*** Opening READING TEXT ***

The R.O.I. on social sustainability

Dr. Audrey-Flore Ngomsik
Political Sense
Published in
9 min readApr 11, 2021

--

Sustainable development is based on three pillars:

  • Pillar 1: Environment sustainability (Planet)
  • Pillar 2: Economic sustainability (Profit)
  • Pillar 3: Social sustainability (People).

Environmental sustainability awareness has grown lately but social sustainability still seems like a buzzword without any real raison d’être in business success.

So, what exactly is it? And why should social sustainability be part of your business?

1. The deadly cost of doing business

Do you remember the tragedy that has happened on April 24th, 2013?

Rana Plaza, a garment factory building in Bangladesh burned down and collapsed.

Rana Plaza disaster

More than 1100 men, women and children died, more than 2500 were injured.

This building was holding factories for all players in the fast fashion industry.

They were making the garments that we buy in all those well-known fast-fashion shops everywhere in the world.

To this day, people are still missing, their bodies haven’t been found! [1]

Who takes responsibility for this?

Who takes responsibility for the loss of income and medical costs?

You might think: “Yeah, that was an accident, somewhere far away, what can we do?”

The problem here is that the workers were made to work in this building, even after inspectors considered it unsafe.

2. So what is social sustainability ?

Social sustainability is one of the components of the 3Ps: environment sustainability (planet), economic sustainability (profit), social sustainability (people).

Organizations have implemented the 3Ps method to assess results. These three factors work together to influence a company’s results.

Social sustainability entails recognizing how companies affect individuals and society.

This approach includes several topics such as: social equity, quality of living, health equity, community development, social capital, social support, human rights, labour rights, social responsibility, social justice, cultural competence, community resilience, and training.

3. That sounds promising, but what good does it do to my business performance?

According to Amartya Sen, Nobel laureate in Economic Sciences in 1998, 5 pillars should be considered to know if a business is socially sustainable.[2]

Amartya Sen

A) Equity

B) Diversity

C) Social Cohesion

D) Quality of life

E) Corporate Governance

A) Equity

A business is equitable if its social impact ensures that all members of society, especially the poorest and most vulnerable, have equal access to its products and services.

That means if products or services which help the target audience gain more social and economic influence are delivered without prejudice and in a way that promotes fairness, search for ways of minimizing disadvantage and injustice by identifying the cause.

Microfinancing may serve as a pertinent example.

Microfinancing is a form of money lending that has a big effect, especially in developing countries.

Qualifying for a business loan is not easy, even if you are a healthy business.

If you are considered as high risk obtaining a loan becomes practically impossible.

People are considered as high risk just because of their background, their origins, or just their postal address , etc.

Businesses in extremely poor regions, in developing countries, people with low incomes or with diverse backgrounds, are often the hardest hit by this issue.

People from these groups may find it difficult to start a company, and they may not have access to conventional banking options in their area or even country.

This is where microfinance comes into play.

Microfinance is characterized as the provision of small loans to entrepreneurs.

Aspiring entrepreneurs may use this form of loan to generate revenue, create assets, handle risks, and meet their basic needs.

*** Closing READING TEXT ***
*** Opening DATASET CONTENT ***

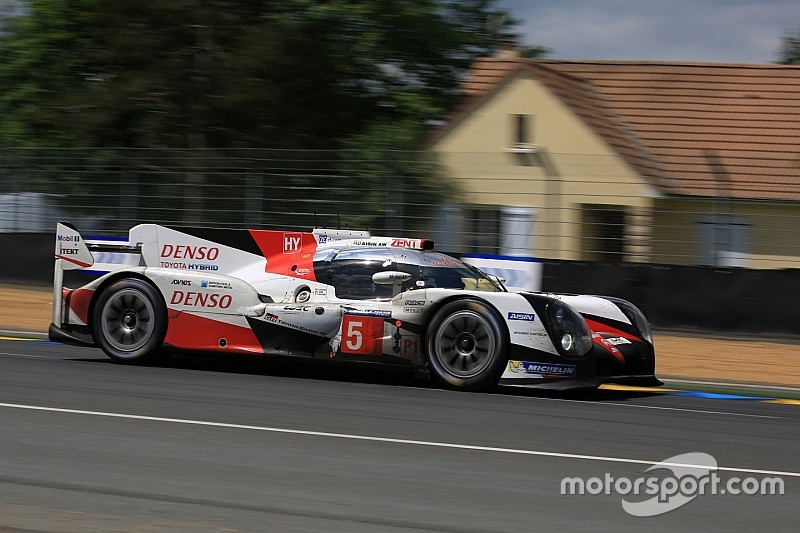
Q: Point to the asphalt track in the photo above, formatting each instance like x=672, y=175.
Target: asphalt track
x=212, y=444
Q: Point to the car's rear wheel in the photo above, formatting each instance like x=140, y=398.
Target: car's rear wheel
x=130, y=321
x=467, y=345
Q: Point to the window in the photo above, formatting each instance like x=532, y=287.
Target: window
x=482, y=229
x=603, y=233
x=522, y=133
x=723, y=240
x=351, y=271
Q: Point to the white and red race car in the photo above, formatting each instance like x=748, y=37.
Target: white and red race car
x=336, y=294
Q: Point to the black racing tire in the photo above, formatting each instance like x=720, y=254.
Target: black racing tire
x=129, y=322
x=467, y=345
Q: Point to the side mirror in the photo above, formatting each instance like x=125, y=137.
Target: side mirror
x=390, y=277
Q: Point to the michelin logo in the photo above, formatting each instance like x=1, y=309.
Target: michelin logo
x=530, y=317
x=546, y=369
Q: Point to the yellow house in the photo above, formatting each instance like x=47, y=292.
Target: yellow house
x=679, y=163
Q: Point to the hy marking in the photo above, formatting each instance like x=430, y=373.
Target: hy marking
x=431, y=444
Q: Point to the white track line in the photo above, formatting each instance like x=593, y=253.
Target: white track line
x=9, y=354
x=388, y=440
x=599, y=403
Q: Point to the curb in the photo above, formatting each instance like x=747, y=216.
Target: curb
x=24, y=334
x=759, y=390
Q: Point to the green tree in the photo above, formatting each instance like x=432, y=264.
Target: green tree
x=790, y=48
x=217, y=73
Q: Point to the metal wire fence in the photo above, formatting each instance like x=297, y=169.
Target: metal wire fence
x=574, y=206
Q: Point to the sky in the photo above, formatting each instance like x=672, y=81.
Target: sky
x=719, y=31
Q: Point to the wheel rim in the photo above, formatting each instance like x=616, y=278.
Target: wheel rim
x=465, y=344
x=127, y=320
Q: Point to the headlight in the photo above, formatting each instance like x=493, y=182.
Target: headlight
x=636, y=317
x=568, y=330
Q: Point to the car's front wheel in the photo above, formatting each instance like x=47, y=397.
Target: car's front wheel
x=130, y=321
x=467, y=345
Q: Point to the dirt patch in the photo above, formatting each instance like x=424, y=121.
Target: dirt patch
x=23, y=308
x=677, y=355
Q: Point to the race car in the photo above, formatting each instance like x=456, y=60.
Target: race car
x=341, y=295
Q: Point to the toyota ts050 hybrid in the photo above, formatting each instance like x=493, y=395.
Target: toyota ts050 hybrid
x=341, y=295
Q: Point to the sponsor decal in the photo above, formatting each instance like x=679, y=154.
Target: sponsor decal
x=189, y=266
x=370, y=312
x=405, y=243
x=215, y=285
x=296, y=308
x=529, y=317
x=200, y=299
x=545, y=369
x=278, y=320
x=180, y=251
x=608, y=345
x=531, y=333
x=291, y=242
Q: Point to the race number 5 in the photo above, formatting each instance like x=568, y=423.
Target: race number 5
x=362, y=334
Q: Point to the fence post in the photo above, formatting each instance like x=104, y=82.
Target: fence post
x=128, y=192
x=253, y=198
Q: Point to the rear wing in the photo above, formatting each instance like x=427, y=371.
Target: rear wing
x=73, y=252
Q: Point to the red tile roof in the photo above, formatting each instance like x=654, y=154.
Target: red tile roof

*** Closing DATASET CONTENT ***

▶ REQUIRED WORK
- 1) List the five pillars that the social sustainability article attributes to Amartya Sen for judging whether a business is socially sustainable.
- 2) Answer these questions from the social sustainability article:
(a) On what date did the Rana Plaza tragedy happen?
(b) In what year did Amartya Sen become a Nobel laureate in Economic Sciences?
(c) How is microfinance characterized?
- 3) Extend the article on social sustainability, starting after its final sentence about microfinance loans.
The data come from a separate source and are unrelated to the article.

▶ ANSWERS TO THE PROBLEMS
- 1)
Equity
Diversity
Social Cohesion
Quality of life
Corporate Governance

- 2)
(a) April 24th, 2013
(b) 1998
(c) As the provision of small loans to entrepreneurs

- 3)
Microfinance

The end goal of microfinance is to have its users outgrow these smaller loans and become ready for a traditional bank loan. —

said Yuliya Tarasava, co-founder and COO of CNote.

Although microfinance started for developing countries, there are several lending institutions in each country that provide this service to increase economic opportunities in local communities.

Another example is given by the brand Abercrombie & Fitch.

In 2013, the CEO Michael Jeffries has been caught out for not wanting to sell his products to XL and XXL women, claiming that he wanted to sell his cloths only “to cool thin people”. Protest from costumers was so important that he had to resign from the CEO position after 20 years of running the company.

So are your products or services available to anyone in your target market?

Are they delivered impartially?

Do they promote fairness?

B) Diversity

What has diversity got to do with sustainability?

When a crisis occurs (e.g. Covid-19), a company’s adaptive capacity determines how well it performs.

This is the system’s ability to withstand stress and reorganize and transform before the stress becomes too much, while maintaining business continuity.

Environmental efforts frequently necessitate bold actions such as rethinking product design, supply chain, and changing organizational behaviour towards more sustainable choices.

It has been demonstrated that ethnic and gender diverse companies are 20% more innovative and 35% more likely to outperform more homogenous teams; when it comes to taking bold actions and solving problems, diverse teams are more productive.[3]

Environmental sustainability also requires innovation.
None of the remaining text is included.